§ **DATASET EXCERPTS**
---------------

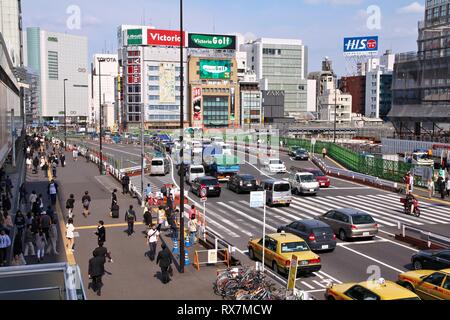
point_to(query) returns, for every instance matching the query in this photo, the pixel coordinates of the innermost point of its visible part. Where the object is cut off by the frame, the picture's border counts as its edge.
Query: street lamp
(181, 142)
(65, 116)
(100, 60)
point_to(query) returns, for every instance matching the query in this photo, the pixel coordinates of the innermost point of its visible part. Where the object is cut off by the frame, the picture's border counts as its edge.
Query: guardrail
(421, 237)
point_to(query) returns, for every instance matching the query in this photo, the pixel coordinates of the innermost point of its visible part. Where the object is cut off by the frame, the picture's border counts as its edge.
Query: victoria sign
(212, 41)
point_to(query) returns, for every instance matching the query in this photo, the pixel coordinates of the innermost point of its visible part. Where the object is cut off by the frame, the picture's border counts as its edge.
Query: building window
(53, 69)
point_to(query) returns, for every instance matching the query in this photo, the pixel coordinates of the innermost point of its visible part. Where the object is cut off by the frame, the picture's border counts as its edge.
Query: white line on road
(373, 259)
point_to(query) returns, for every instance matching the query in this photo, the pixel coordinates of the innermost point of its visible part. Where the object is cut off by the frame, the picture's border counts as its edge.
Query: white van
(194, 172)
(159, 166)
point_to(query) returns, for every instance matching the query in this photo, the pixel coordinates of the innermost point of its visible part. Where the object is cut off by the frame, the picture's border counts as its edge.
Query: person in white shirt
(152, 239)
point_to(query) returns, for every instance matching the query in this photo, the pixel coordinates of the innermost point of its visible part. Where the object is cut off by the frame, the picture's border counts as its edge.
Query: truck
(222, 167)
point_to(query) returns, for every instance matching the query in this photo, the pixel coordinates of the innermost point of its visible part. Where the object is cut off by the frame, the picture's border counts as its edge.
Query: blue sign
(361, 44)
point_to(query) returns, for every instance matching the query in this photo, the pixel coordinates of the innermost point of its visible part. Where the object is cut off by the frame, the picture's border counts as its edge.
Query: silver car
(350, 223)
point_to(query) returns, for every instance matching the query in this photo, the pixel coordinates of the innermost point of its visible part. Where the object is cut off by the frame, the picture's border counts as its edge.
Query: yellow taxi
(427, 284)
(280, 247)
(369, 290)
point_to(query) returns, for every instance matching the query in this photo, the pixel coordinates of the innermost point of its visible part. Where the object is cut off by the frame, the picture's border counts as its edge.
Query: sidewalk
(132, 275)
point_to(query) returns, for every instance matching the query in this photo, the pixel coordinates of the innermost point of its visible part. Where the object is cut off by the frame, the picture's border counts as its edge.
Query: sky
(320, 24)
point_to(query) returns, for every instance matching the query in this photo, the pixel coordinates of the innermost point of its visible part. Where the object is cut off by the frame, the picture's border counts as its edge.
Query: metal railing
(429, 237)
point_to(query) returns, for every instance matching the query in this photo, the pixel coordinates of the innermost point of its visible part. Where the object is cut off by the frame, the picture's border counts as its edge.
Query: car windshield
(209, 182)
(308, 178)
(291, 247)
(276, 162)
(282, 187)
(362, 219)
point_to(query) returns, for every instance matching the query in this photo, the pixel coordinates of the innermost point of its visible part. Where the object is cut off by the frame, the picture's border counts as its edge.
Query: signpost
(258, 200)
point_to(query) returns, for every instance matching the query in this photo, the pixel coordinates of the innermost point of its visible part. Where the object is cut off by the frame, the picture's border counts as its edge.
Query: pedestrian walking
(164, 260)
(75, 153)
(447, 185)
(62, 158)
(86, 201)
(53, 239)
(70, 205)
(5, 243)
(130, 218)
(52, 191)
(41, 242)
(152, 240)
(193, 228)
(44, 224)
(96, 271)
(125, 184)
(70, 235)
(19, 222)
(101, 232)
(29, 241)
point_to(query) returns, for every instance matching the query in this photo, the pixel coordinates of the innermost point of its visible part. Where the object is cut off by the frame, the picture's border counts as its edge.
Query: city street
(232, 219)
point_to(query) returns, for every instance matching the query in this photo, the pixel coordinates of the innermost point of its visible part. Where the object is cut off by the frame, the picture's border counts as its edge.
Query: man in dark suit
(96, 272)
(165, 260)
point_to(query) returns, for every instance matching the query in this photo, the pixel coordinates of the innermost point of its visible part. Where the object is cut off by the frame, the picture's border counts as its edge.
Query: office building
(421, 80)
(282, 65)
(108, 71)
(55, 57)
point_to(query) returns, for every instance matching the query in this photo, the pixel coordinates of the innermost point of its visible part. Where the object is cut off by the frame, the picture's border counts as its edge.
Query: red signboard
(164, 38)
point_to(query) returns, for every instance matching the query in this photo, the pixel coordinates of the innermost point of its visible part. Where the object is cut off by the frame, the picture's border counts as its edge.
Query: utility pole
(182, 235)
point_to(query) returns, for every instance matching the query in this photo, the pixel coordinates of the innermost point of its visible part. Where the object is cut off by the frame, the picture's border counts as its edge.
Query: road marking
(107, 226)
(342, 244)
(398, 244)
(307, 285)
(373, 259)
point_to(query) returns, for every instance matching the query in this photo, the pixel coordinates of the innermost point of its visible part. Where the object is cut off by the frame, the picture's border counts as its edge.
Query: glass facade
(215, 112)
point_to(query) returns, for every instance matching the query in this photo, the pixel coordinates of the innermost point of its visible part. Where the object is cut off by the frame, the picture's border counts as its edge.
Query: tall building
(282, 64)
(421, 80)
(108, 71)
(55, 57)
(11, 28)
(151, 77)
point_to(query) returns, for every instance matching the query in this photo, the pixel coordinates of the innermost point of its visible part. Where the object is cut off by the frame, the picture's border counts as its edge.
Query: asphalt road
(231, 218)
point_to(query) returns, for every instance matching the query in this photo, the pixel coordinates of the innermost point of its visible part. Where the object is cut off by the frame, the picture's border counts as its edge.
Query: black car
(431, 259)
(242, 183)
(300, 154)
(318, 235)
(210, 184)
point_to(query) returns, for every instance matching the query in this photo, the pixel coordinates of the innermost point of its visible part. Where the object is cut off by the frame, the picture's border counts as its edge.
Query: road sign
(257, 199)
(293, 273)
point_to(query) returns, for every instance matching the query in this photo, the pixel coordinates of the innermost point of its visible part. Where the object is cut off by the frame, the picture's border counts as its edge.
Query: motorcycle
(407, 208)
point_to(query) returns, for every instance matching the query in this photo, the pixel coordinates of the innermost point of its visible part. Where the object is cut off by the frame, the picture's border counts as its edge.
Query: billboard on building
(197, 107)
(164, 38)
(361, 45)
(167, 83)
(215, 69)
(134, 37)
(211, 41)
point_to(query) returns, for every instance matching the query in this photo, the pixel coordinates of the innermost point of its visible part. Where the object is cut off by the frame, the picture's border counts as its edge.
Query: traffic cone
(175, 249)
(187, 262)
(188, 241)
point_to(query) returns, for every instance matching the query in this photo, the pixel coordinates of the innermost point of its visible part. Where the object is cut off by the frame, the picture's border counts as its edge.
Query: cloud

---------------

§ **YOUR GOAL**
Reproduce every entry word for word, but skip any pictures.

§ **EXERCISE ANSWER**
point_to(query) returns, for every instance matching the query in this photo, the pixel coordinates of the innermost point of its visible part. Where the object is cut off by the frame, the picture's border counts as its edge.
Query: street lamp
(181, 142)
(65, 116)
(100, 60)
point_to(query) returns, for every instance matching the query in this photo, the pixel coordinates of the innermost point of its visible part. Where the object is cut off by the frame, the picture's border counts as its edge.
Query: guardrail
(421, 237)
point_to(query) returns, for every instance matching the query in this photo, the pixel coordinates of the innermost point of its visible part. Where the object is cut off by the frame, the picture's border counts as its edge.
Query: victoria sign
(212, 41)
point_to(query) returns, for every instance matching the query in this photo, the pixel coordinates of the innermost point of its visible part. Where the object is cut off by the frame, the picture's border counts as its edge.
Query: building window
(53, 69)
point_to(query) returns, for every instance matching the query in this photo, the pixel coordinates of the innermost point of its visible part. Where the object is cut off by the frame, the picture's border counts as its edge.
Query: white line on road
(373, 259)
point_to(query) returns, for every instance matching the query in this photo, the pixel coordinates of the innermost point of its visible part. Where the object is cut off by the frame, the picture's border counts as its edge.
Query: white van
(194, 172)
(159, 166)
point_to(query) returns, for every instance matching the query in this photo, the pixel coordinates of the innermost point of its visible part. Where the object is cut off by the frame, the picture's border counts as its edge.
Query: person in white shirt
(152, 239)
point_to(query) returns, for every instance matching the query in this photo, the pixel coordinates of the innermost point of its visible part. Where the object is cut off by the frame, the picture's border counts as its edge.
Query: truck
(222, 167)
point_to(query) returns, for every instance matching the query in this photo, the pixel coordinates of the innermost point of its visible part. Where the object is cut off by the frame, the picture's border counts as its edge.
Query: blue sign
(361, 44)
point_to(query) returns, for every instance matching the query in this photo, the pixel coordinates of the innermost point of its visible part. Where the object is cut off by the frame, the picture's border counts as its edge.
Query: silver car
(350, 223)
point_to(query) returns, for every instance matching the query in this photo, the pixel coordinates of the innermost point of its visible part. Where the object is cut off by the frame, the picture's border counts as its edge.
Query: yellow taxi
(427, 284)
(280, 247)
(369, 290)
point_to(query) returns, for every instance matching the query in this photo, the pixel coordinates of the innermost point of its visible part. Where the object is cut off by the frame, the picture's border counts as its edge.
Query: sidewalk
(132, 275)
point_to(query) returns, for every instance matching the query in this photo, the pixel coordinates of the innermost point of its visible part. Where the object is cut off by the frame, the picture's border counts as its edge.
Query: sky
(320, 24)
point_to(query) returns, for every instance matching the query in this photo, the pixel coordinates of the innermost point of its visible part. Where the object is cut off by the frame, the picture's border counts as its edge.
Query: metal railing
(429, 237)
point_to(query) returns, for every instance matching the query in this photo, the pixel coordinates of the innermost point of its visible part. Where the object is cut off by the frame, the picture's border counts as its edge.
Query: car windshield
(209, 182)
(308, 178)
(291, 247)
(276, 162)
(282, 187)
(362, 219)
point_to(query) returns, for every instance matching the query in this photo, the pixel coordinates of the innermost point of its visible part. Where the object is cut off by the frame, the picture's border counts as its edge.
Query: signpost
(258, 200)
point_to(query) returns, for every instance matching the query in this photo, the pixel coordinates of the innermost point of its visible part. Where the object is cut off by the frame, the picture's border counts as its edge.
Query: pedestrian walking
(164, 260)
(75, 153)
(447, 185)
(62, 158)
(86, 201)
(53, 239)
(70, 205)
(5, 243)
(130, 218)
(52, 191)
(41, 242)
(152, 240)
(193, 228)
(44, 224)
(96, 271)
(125, 184)
(70, 235)
(19, 222)
(101, 232)
(29, 241)
point_to(query) returns, for every instance matching the query in this photo, the pixel coordinates of the innermost point of its visible part. Where the object is cut off by the frame, the picture's border counts as its edge.
Query: city street
(232, 219)
point_to(query) returns, for every instance matching the query in this photo, the pixel coordinates of the innermost point of its visible part. Where the object is cut off by the frame, the picture's border counts as its edge.
Query: man in dark suit
(96, 272)
(165, 260)
point_to(query) returns, for every instance matching the query in this photo, the pixel coordinates of the innermost point of its visible part. Where the object is cut off by the frame, the picture's border counts as its edge.
Query: office building
(421, 80)
(282, 65)
(108, 71)
(55, 57)
point_to(query) returns, for every instance matching the query in this photo, the pixel coordinates of the innermost point of its visible part. Where the object is cut off by the frame, the picture's border counts as its edge.
Query: red signboard
(164, 38)
point_to(query) returns, for every instance matching the query in this photo, the pixel coordinates of the innermost point of its visible part. Where the object is cut off by the frame, the picture's border counts as its edge.
Query: utility pole
(182, 235)
point_to(query) returns, for every instance matching the query in this photo, the pixel coordinates of the innermost point of its visible part. Where the object is cut off by the frame, the picture's border counts as its edge.
Query: road marking
(107, 226)
(342, 244)
(398, 244)
(307, 285)
(373, 259)
point_to(query) returns, for every instance matching the query in this photo, the pixel coordinates of the innermost point of its visible part. Where the object is cut off by the frame, the picture's border counts as its edge.
Query: glass facade
(215, 112)
point_to(query) returns, for every instance matching the query in this photo, the pixel coordinates of the innermost point of its visible part. Where the object is cut off by the frame, the picture's border counts as its edge.
Query: tall building
(282, 64)
(421, 80)
(108, 71)
(55, 57)
(11, 28)
(151, 77)
point_to(query) returns, for every instance matching the query in this photo, the pixel coordinates of the innermost point of its visible part. Where the object is cut off by the frame, the picture's border counts as its edge.
Query: asphalt road
(231, 218)
point_to(query) returns, for every instance matching the query in this photo, the pixel coordinates of the innermost point of its visible part. Where the object is cut off by the frame, the picture's border counts as its edge.
Query: black car
(431, 259)
(242, 183)
(300, 154)
(318, 235)
(210, 184)
point_to(query) returns, for every instance matching the query in this photo, the pixel coordinates of the innermost point of its visible part. Where the object is cut off by the frame, the picture's border counts as its edge.
Query: road sign
(257, 199)
(293, 273)
point_to(query) returns, for every instance matching the query in this photo, the pixel coordinates of the innermost point of its visible part. Where the object is cut off by the frame, the picture's border counts as its edge.
Query: motorcycle
(407, 208)
point_to(query) returns, for every instance matching the query in this photo, the pixel coordinates of the innermost point of its visible part. Where the object is cut off by the frame, the picture's border counts as its edge.
Query: billboard on building
(197, 107)
(164, 38)
(361, 45)
(167, 83)
(215, 69)
(134, 37)
(211, 41)
point_to(query) returns, for every instance matching the query in this photo, the pixel coordinates of the innermost point of its visible part. Where the object is cut off by the frame, the picture's border counts as its edge.
Query: traffic cone
(175, 249)
(187, 262)
(188, 241)
point_to(query) returns, for every instance matching the query in this photo, the pixel coordinates of the innermost point of its visible part. Where the object is cut off by the frame, the picture's border counts as its edge.
Query: cloud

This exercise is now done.